
    How Cheetahs got extinct in India?

    • The Cheetah is believed to have disappeared from the Indian landscape when the Maharaja Ramanuj Pratap Singh Deo of Koriya is believed to have hunted and shot the last three recorded Asiatic cheetahs in India in 1947. 
    • In 1952, the Indian Government declared the Cheetah extinct in the country.
    • The only large carnivore till date to have gone extinct in the country, due to a combination of hunting and loss of habitat.

    Significance of Cheetah reintroduction

    • India as historical Cheetah habitat:
      • The cheetah is the only large carnivore that has been extirpated, mainly by over-hunting in India in historical times. 
      • India now has the economic ability to consider restoring its lost natural heritage for ethical as well as ecological reasons.
      • The Cheetah habitat in India historically is from Jammu to Tamil Nadu, very widespread and they were found in any habitat dry forests, grasslands, scrub forest, etc.

INFORMATION SUPPLIED:
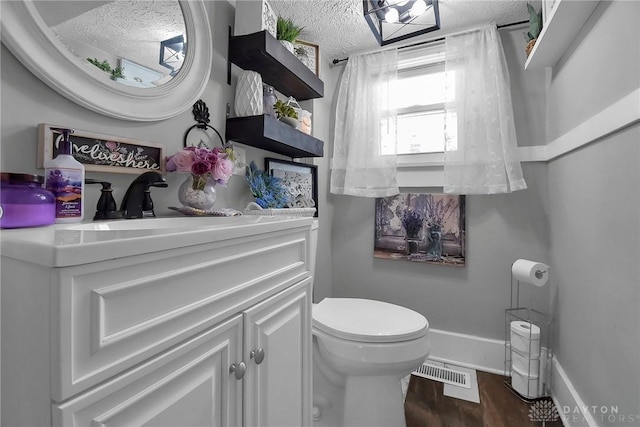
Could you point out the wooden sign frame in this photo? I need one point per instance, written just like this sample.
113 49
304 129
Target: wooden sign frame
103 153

--

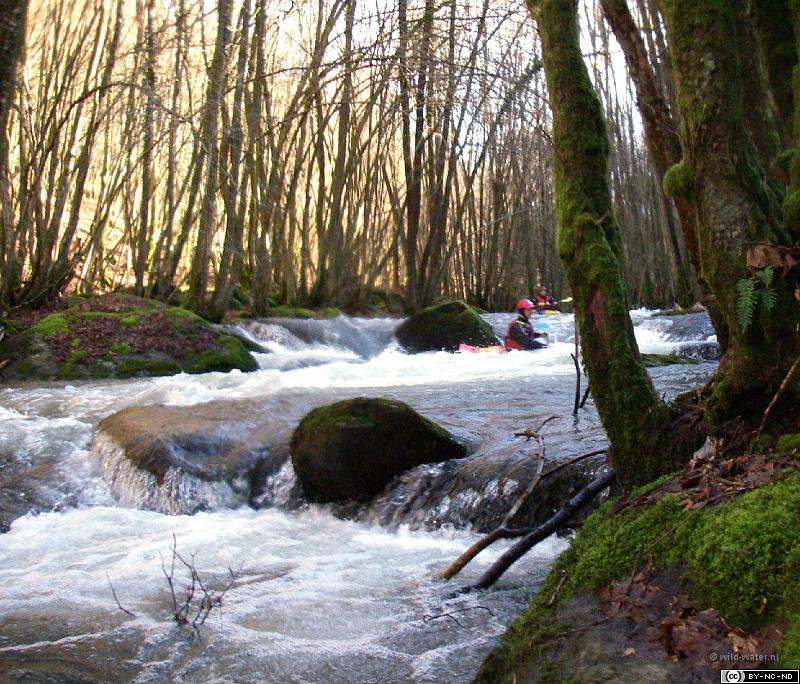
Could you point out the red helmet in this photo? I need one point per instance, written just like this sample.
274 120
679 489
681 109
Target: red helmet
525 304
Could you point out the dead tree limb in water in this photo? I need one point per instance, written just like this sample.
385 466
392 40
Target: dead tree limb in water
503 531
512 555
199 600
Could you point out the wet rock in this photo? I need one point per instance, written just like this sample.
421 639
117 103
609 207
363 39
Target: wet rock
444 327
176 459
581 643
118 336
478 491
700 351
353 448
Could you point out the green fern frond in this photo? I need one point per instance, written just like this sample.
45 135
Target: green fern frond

---

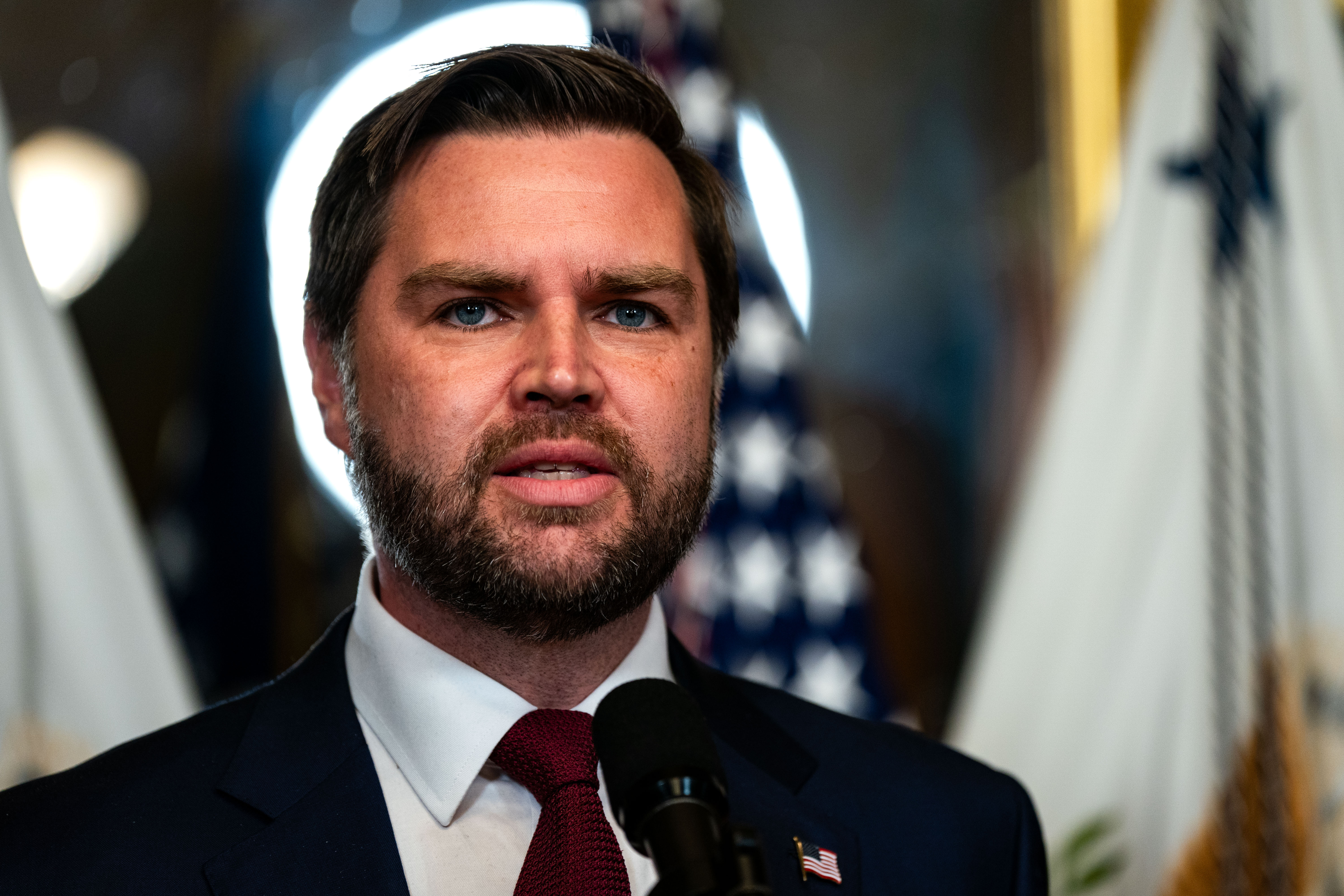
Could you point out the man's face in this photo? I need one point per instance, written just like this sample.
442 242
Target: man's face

THE PROBLEM: Pick up the cheetah text from its last bullet on the animal's historical range in India and carry on writing in the same bulleted style.

RESULT:
    • Pray base:
      • Experts believe that as long as there is enough food and there is protection they will regenerate on their own.
      • A‘prey base’ that can sustain the population and that has already been prepared at the Kuno-Palpur sanctuary.
    • Conservation:
      • To conserve threatened species and restore ecosystem functions.
      • Reintroductions of large carnivores have increasingly been recognised as a strategy to conserve threatened species and restore ecosystem functions.


    • Coexistence with tigers and leopards: 
      • There may be intra-guild competition between the big cats in Kuno. 
      • More aggressive predators such as tigers and leopards will compete with the cheetahs. 
      • They may be driven to the outskirts of the park, where they could come into conflict with humans.
    • Locational Challenges of Kuno-Palpur National Park:
      • Different vegetation type:
        • The protected area of Kuno-Palpur National Park is largely dry, deciduous forest. 
        • The initial criticism was if the African cheetahs who are more used to the savannahs of that continent adapt well to Kuno.
      • Specific prey base:  
        • Indian cheetahs were largely dependent on blackbucks and chinkaras, sometimes on chital and rarely on nilgai. 
        • Few of these species are believed to have disappeared from Kuno.
      • Asiatic lion project: 
        • Some 24 villages have been relocated and rehabilitated from Kuno for this project. 
        • But now, Cheetah reintroduction may delay this project.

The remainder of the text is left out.